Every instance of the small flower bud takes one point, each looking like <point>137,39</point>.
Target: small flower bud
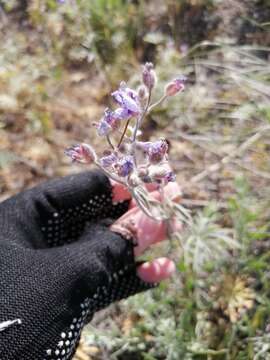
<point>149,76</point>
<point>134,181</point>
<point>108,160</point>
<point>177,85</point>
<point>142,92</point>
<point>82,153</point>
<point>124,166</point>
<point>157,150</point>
* * *
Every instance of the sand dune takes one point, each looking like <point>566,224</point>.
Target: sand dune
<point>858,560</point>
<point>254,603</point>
==
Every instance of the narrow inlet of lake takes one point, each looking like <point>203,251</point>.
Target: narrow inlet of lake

_PROBLEM TO WORK ON_
Retype the entries word for word, beginning at the line that contains "Every instance of the narrow" and stopping after the line that contains "Target: narrow inlet of lake".

_RESULT FOR THIS EXERCISE_
Every instance of the narrow inlet of lake takes one point, each looking like <point>203,251</point>.
Target: narrow inlet of lake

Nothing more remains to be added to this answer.